Il padre di Alma legge la geografia come stabile, la storia come un accidente. Questo accade perché viene dalla Jugoslavia, dove si è sognato un nuovo paese, lo ha visto cambiare e poi infrangersi nel guardare al passato, identificando un popolo come diverso dall’altro, per fare di memorie sepolte ragioni di nuove guerre. Così fanno, oggi, i portatori di guerra. Rifiutare il passato significa, quindi, lasciar andare le ferite, ma crescere senza passato “non ti da – dice Manzon – una lettura del mondo”. Si tratta piuttosto di capire cosa farne,  come declinarlo in futuro.

Libri come questi sono allora chiavi per leggere il futuro, attraverso i temi cardine del presente.
E la prima urgenza del presente è quella “ecologica”, la riflessione sui luoghi che abitiamo, e a non essere ignavi rispetto a chi verrà, perché, scrive Lamberti “c’è troppo male per trovarlo in un punto solo”.

Estratti di dati dei riquadri di delimitazione:
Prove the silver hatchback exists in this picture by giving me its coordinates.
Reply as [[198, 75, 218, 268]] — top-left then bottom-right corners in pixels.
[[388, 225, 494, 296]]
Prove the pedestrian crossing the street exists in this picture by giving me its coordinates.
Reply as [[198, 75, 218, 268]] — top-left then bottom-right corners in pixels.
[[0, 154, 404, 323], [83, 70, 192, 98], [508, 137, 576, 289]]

# [RICHIESTA SCRITTA 1]
Indica se ciascuna delle affermazioni seguenti concorda con il documento, rispondendo sì o no e citando alla lettera le parole del documento che lo stabiliscono.
(a) Il padre di Alma viene dalla Jugoslavia.
(b) Il padre di Alma legge la storia come stabile.
(c) Secondo il documento, la prima urgenza del presente è quella economica.
# [RICHIESTA SCRITTA 2]
Rispondi in breve alle domande seguenti usando il documento.
(a) Secondo Manzon, che cosa non ti dà crescere senza passato?
(b) Che cosa sono, secondo il documento, libri come questi?
(c) Che cosa scrive Lamberti sul male?
# [RICHIESTA SCRITTA 3]
Restituisci senza modifiche il passo del documento che inizia con "Il padre di" e finisce con "declinarlo in futuro.".

# [RISULTATO CORRETTO 1]
(a) Sì: "Questo accade perché viene dalla Jugoslavia".
(b) No: "legge la geografia come stabile, la storia come un accidente".
(c) No: "E la prima urgenza del presente è quella “ecologica”".

# [RISULTATO CORRETTO 2]
(a) Una lettura del mondo.
(b) Chiavi per leggere il futuro, attraverso i temi cardine del presente.
(c) Che c'è troppo male per trovarlo in un punto solo.

# [RISULTATO CORRETTO 3]
Il padre di Alma legge la geografia come stabile, la storia come un accidente. Questo accade perché viene dalla Jugoslavia, dove si è sognato un nuovo paese, lo ha visto cambiare e poi infrangersi nel guardare al passato, identificando un popolo come diverso dall’altro, per fare di memorie sepolte ragioni di nuove guerre. Così fanno, oggi, i portatori di guerra. Rifiutare il passato significa, quindi, lasciar andare le ferite, ma crescere senza passato “non ti da – dice Manzon – una lettura del mondo”. Si tratta piuttosto di capire cosa farne,  come declinarlo in futuro.